What is being asked
In the forum thread below, rewrite the part that opens with the words containing "On that note" and closes with "(Mar 4, 2008)", substituting "thrilled" for "happy".

Text block
▼

# Please welcome



## AngelEye (Oct 10, 2007)

Aww shucks!  Thanks Johnny!


----------



## Scare Shack (Oct 2, 2005)

AngelEye said:


> Aww shucks!  Thanks Johnny!


yehhh...sure no problem! Wait.....Tons of new stuff coming out from Home Haunt News, and ur busy cruzin' forums!?...
Well have fun...but I except you to get working as we are getting ready for,...no not the biggest issue!...we'll give that other info later!...on the other great new things coming from us!


----------



## skullboy (Sep 5, 2006)

Does she know you?


----------



## Spookilicious mama (Feb 27, 2008)

*Congrats Angel Eye, that is fabulous. Not an easy feat for a girl to break into the Horror industry. Hurray for Girl Power!!*


----------



## AngelEye (Oct 10, 2007)

Thanks! And it's just where I want to be!


----------



## Laurie S. (Dec 4, 2007)

Well this is some very cool news indeed!! HomeHaunters News and Reviews has some wonderful people on board, I'll look forward to keeping up with new issues! Congratulations to ya, girl!!


----------



## Scare Shack (Oct 2, 2005)

Laurie S. said:


> Well this is some very cool news indeed!! HomeHaunters News and Reviews has some wonderful people on board, I'll look forward to keeping up with new issues! Congratulations to ya, girl!!


Thank you. You need to keep up with the issues, and remember every back issue is always available for veiwing online.

As far as great people aboard, besides that johnny guy, Scoop is doing his thing grabbing his normal news and Melissa has already somewhat proven her self. Stay tuned for the next issue to see these great article we have coming.
On that note if Melissa disappers, its just cause she couldnt keep up with Scoop or my bad speeling or just scoop's demands(dont blam scoop for me please).
Yes, we are happy to have u aboard melissa, back to work now! Great things coming from Home Haunt News in the Next 2 Issues!

Thank you to all, for wishing Melissa to the Home Haunt News Family! It means a lot to us for her warm wishes u all give!


----------



## RBC (Mar 4, 2008)

Congrats Angel Eyes Job well done !!


----------



## AngelEye (Oct 10, 2007)

Thanks RBC, it means a lot!


----------

▲

[Dataset records on object locations]
▼

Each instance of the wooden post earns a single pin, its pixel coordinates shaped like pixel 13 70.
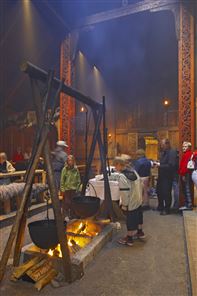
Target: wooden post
pixel 107 191
pixel 42 127
pixel 24 203
pixel 53 190
pixel 58 215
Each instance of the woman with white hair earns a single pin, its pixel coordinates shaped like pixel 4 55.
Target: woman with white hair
pixel 194 173
pixel 185 176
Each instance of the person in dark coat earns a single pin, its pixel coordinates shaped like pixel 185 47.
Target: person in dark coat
pixel 142 165
pixel 166 172
pixel 59 157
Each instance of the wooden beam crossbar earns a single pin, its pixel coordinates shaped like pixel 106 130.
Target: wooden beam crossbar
pixel 124 11
pixel 39 74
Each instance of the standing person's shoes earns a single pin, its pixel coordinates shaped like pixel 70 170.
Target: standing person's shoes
pixel 139 235
pixel 186 208
pixel 165 212
pixel 127 240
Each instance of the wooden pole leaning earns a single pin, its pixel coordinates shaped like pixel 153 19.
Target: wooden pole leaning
pixel 107 192
pixel 53 190
pixel 41 123
pixel 24 202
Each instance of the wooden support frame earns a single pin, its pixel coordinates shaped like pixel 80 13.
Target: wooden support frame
pixel 17 231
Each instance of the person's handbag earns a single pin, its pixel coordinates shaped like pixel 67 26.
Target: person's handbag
pixel 191 164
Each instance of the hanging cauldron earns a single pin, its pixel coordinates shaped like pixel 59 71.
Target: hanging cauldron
pixel 44 232
pixel 85 206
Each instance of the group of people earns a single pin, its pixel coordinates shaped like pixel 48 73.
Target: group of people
pixel 171 170
pixel 133 179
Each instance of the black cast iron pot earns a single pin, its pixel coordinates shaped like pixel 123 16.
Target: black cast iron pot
pixel 44 233
pixel 85 206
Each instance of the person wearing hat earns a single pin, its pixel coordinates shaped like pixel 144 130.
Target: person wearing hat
pixel 131 200
pixel 59 157
pixel 143 167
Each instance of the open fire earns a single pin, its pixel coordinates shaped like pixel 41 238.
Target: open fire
pixel 79 234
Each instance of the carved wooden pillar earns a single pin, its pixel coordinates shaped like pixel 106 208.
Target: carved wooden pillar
pixel 186 77
pixel 67 104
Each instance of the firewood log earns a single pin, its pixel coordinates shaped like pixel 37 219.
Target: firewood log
pixel 42 268
pixel 45 279
pixel 20 270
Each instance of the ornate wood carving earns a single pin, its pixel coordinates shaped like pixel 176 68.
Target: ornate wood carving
pixel 186 76
pixel 67 104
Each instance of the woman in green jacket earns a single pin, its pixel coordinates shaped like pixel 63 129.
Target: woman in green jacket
pixel 69 184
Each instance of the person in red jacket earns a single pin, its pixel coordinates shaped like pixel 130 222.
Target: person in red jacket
pixel 18 155
pixel 185 176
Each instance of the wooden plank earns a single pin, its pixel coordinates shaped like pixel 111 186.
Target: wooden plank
pixel 45 279
pixel 124 11
pixel 22 269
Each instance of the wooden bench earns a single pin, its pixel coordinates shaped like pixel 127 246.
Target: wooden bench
pixel 6 202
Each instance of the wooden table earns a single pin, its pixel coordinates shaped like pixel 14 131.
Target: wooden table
pixel 21 174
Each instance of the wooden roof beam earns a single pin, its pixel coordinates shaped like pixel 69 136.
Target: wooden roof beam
pixel 146 5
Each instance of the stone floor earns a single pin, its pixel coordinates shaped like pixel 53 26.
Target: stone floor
pixel 156 267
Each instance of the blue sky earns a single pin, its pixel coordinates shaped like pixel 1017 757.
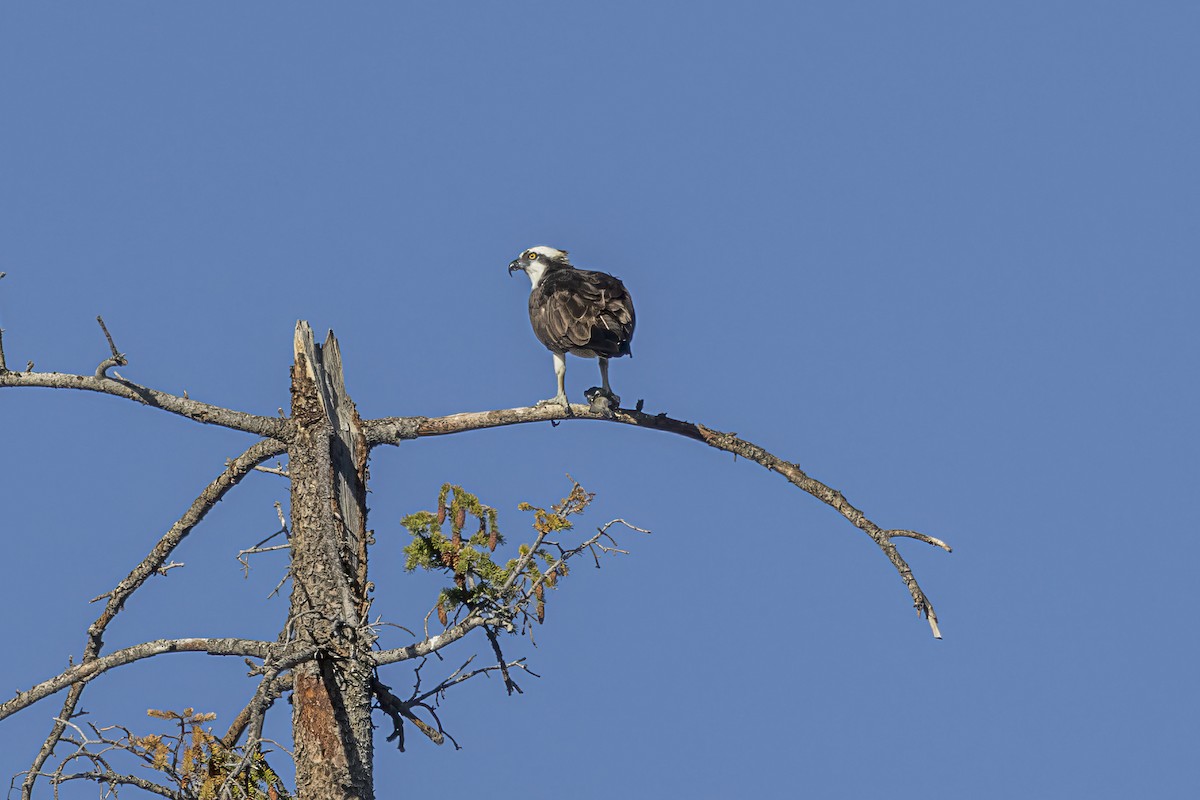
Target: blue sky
pixel 941 256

▲

Written answer
On that note if Melissa disappers, its just cause she couldnt keep up with Scoop or my bad speeling or just scoop's demands(dont blam scoop for me please).
Yes, we are thrilled to have u aboard melissa, back to work now! Great things coming from Home Haunt News in the Next 2 Issues!

Thank you to all, for wishing Melissa to the Home Haunt News Family! It means a lot to us for her warm wishes u all give!


----------



## RBC (Mar 4, 2008)